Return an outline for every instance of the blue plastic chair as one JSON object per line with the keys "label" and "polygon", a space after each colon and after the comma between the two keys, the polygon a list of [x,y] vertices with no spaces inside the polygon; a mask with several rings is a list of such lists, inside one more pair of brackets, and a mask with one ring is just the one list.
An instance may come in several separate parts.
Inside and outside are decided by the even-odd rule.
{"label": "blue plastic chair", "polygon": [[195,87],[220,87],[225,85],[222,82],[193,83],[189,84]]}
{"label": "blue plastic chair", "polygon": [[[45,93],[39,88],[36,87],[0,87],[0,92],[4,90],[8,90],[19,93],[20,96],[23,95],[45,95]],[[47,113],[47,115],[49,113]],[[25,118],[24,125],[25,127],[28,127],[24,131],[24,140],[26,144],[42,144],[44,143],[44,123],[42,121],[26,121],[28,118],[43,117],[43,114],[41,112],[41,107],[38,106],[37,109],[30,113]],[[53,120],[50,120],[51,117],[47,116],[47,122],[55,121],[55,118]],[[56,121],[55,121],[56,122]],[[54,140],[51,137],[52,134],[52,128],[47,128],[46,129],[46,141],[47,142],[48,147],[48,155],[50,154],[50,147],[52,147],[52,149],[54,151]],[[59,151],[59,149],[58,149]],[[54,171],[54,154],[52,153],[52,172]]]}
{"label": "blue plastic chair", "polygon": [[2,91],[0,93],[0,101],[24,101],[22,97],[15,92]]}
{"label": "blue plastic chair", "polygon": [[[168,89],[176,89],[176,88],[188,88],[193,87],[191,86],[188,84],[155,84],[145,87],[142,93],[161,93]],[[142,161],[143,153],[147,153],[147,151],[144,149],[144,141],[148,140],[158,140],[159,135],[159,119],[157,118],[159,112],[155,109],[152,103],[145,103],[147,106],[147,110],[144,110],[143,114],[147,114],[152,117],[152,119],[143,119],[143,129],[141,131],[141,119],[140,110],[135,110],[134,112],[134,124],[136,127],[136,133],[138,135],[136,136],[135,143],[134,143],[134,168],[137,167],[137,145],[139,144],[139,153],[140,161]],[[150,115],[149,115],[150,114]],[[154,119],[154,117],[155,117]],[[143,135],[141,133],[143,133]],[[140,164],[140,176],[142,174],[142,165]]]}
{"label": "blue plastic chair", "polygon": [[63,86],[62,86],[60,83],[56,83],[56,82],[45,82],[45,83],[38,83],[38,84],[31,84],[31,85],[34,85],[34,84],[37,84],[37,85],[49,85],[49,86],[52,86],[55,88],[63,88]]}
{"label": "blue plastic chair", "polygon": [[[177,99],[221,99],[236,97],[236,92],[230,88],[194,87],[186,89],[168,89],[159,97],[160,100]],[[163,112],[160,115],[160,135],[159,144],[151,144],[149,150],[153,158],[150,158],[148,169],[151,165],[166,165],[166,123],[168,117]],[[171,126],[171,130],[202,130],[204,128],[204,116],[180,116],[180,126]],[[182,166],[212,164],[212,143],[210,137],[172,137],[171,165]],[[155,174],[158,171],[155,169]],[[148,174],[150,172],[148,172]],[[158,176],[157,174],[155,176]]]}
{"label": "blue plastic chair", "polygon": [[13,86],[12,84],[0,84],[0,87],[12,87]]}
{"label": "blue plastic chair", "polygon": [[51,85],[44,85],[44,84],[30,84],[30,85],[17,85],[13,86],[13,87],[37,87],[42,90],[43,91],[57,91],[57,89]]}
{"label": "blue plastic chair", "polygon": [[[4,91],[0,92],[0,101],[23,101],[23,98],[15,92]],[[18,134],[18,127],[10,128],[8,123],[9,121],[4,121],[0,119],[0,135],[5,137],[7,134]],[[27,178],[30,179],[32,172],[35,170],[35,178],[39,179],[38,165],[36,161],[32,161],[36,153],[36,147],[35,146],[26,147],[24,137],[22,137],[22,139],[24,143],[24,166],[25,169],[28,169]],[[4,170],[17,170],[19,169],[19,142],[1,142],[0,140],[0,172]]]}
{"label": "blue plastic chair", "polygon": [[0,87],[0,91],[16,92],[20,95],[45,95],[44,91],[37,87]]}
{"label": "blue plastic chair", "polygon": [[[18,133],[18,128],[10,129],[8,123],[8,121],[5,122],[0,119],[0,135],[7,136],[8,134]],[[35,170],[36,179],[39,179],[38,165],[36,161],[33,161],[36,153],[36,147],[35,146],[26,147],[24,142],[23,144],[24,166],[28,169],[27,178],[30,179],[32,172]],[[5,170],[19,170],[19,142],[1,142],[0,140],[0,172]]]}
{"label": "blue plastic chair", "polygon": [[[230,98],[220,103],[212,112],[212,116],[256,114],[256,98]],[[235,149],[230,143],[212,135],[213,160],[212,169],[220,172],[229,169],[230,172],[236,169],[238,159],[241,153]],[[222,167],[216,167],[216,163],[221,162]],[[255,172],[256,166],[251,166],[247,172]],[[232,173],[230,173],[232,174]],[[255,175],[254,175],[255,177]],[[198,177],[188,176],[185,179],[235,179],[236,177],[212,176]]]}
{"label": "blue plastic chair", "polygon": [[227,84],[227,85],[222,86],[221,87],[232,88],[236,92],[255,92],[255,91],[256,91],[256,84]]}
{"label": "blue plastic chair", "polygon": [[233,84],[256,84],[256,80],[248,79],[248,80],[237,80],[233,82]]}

**Instruction**
Repeat the lines above, substituting "disjoint pieces" for "separate parts" and leaving everything else unchanged.

**Solved exercise**
Return an outline for every instance of the blue plastic chair as one JSON object per line with the keys "label" and "polygon", a space after each colon and after the comma between the two keys, the polygon a list of [x,y] vertices with no spaces inside the polygon; a mask with several rings is a list of such lists, inside one more pair of brackets, and a mask with one ring is just the one list.
An instance may come in several disjoint pieces.
Inside and outside are decided by the even-odd rule.
{"label": "blue plastic chair", "polygon": [[195,87],[220,87],[225,85],[222,82],[193,83],[189,84]]}
{"label": "blue plastic chair", "polygon": [[[45,93],[39,88],[36,87],[0,87],[0,92],[4,90],[8,90],[19,93],[20,96],[23,95],[45,95]],[[47,113],[47,115],[49,113]],[[25,118],[24,125],[25,127],[28,127],[24,131],[24,140],[26,144],[42,144],[44,143],[44,123],[42,121],[26,121],[28,118],[43,117],[43,114],[41,112],[41,107],[38,106],[37,109],[30,113]],[[53,120],[50,120],[51,117],[47,116],[47,122],[55,121],[55,118]],[[56,121],[55,121],[56,122]],[[54,140],[51,137],[52,134],[52,128],[47,128],[46,129],[46,141],[47,142],[48,147],[48,155],[50,154],[50,147],[52,147],[52,149],[54,151]],[[59,151],[59,149],[58,149]],[[54,171],[54,154],[52,153],[52,172]]]}
{"label": "blue plastic chair", "polygon": [[2,91],[0,93],[0,101],[24,101],[22,97],[15,92]]}
{"label": "blue plastic chair", "polygon": [[[168,89],[176,89],[176,88],[188,88],[193,87],[191,86],[188,84],[155,84],[145,87],[142,93],[161,93]],[[142,161],[143,153],[147,153],[147,151],[144,149],[144,141],[148,140],[158,140],[159,135],[159,119],[157,118],[159,112],[155,109],[152,103],[145,103],[147,106],[147,110],[144,110],[143,114],[147,114],[152,117],[152,119],[143,119],[143,129],[141,131],[141,119],[140,110],[135,110],[134,112],[134,124],[136,127],[136,133],[138,135],[136,136],[135,143],[134,143],[134,168],[137,167],[137,145],[139,144],[139,153],[140,161]],[[150,115],[149,115],[150,114]],[[154,119],[154,117],[155,117]],[[143,135],[141,133],[143,133]],[[140,164],[140,176],[142,174],[142,165]]]}
{"label": "blue plastic chair", "polygon": [[63,86],[62,86],[60,83],[56,83],[56,82],[45,82],[45,83],[38,83],[38,84],[31,84],[31,85],[34,85],[34,84],[37,84],[37,85],[49,85],[49,86],[52,86],[55,88],[63,88]]}
{"label": "blue plastic chair", "polygon": [[[177,99],[221,99],[236,97],[236,92],[230,88],[194,87],[186,89],[168,89],[159,97],[160,100]],[[163,112],[160,115],[160,135],[159,144],[151,144],[149,150],[153,158],[150,158],[148,169],[151,165],[166,165],[166,123],[168,117]],[[171,126],[171,130],[202,130],[204,128],[204,116],[180,116],[180,126]],[[182,166],[212,164],[212,143],[210,137],[172,137],[171,165]],[[155,174],[158,171],[155,169]],[[148,174],[150,172],[148,172]],[[158,176],[157,174],[155,176]]]}
{"label": "blue plastic chair", "polygon": [[13,86],[12,84],[0,84],[0,87],[12,87]]}
{"label": "blue plastic chair", "polygon": [[51,85],[44,85],[44,84],[30,84],[30,85],[17,85],[13,86],[13,87],[37,87],[42,90],[43,91],[57,91],[57,89]]}
{"label": "blue plastic chair", "polygon": [[[4,91],[0,92],[0,101],[23,101],[23,98],[15,92]],[[18,134],[18,127],[10,128],[8,123],[9,121],[4,121],[0,119],[0,135],[5,137],[7,134]],[[27,178],[30,179],[32,172],[35,170],[35,178],[39,179],[38,165],[36,161],[32,161],[36,153],[36,147],[35,146],[26,147],[24,137],[22,137],[22,139],[24,143],[24,166],[25,169],[28,169]],[[4,170],[17,170],[19,169],[19,142],[1,142],[0,140],[0,172]]]}
{"label": "blue plastic chair", "polygon": [[0,87],[0,91],[16,92],[20,95],[45,95],[44,91],[37,87]]}
{"label": "blue plastic chair", "polygon": [[[18,133],[18,128],[10,129],[8,123],[8,121],[5,122],[0,119],[0,135],[7,136],[8,134]],[[35,170],[36,179],[39,179],[38,165],[36,161],[33,161],[36,153],[36,147],[35,146],[26,147],[24,142],[23,144],[24,166],[28,169],[27,178],[30,179],[32,172]],[[5,170],[19,170],[19,142],[1,142],[0,140],[0,172]]]}
{"label": "blue plastic chair", "polygon": [[[230,98],[220,103],[212,112],[212,116],[256,114],[256,98]],[[235,149],[230,143],[212,135],[213,160],[212,169],[220,172],[229,169],[230,172],[236,169],[238,159],[241,153]],[[222,167],[216,167],[216,163],[221,162]],[[255,172],[256,166],[251,166],[247,172]],[[232,173],[230,173],[232,174]],[[255,175],[254,175],[255,177]],[[198,177],[188,176],[185,179],[235,179],[236,177],[212,176]]]}
{"label": "blue plastic chair", "polygon": [[227,84],[227,85],[222,86],[221,87],[232,88],[236,92],[255,92],[255,91],[256,91],[256,84]]}
{"label": "blue plastic chair", "polygon": [[233,84],[256,84],[256,80],[248,79],[248,80],[237,80],[233,82]]}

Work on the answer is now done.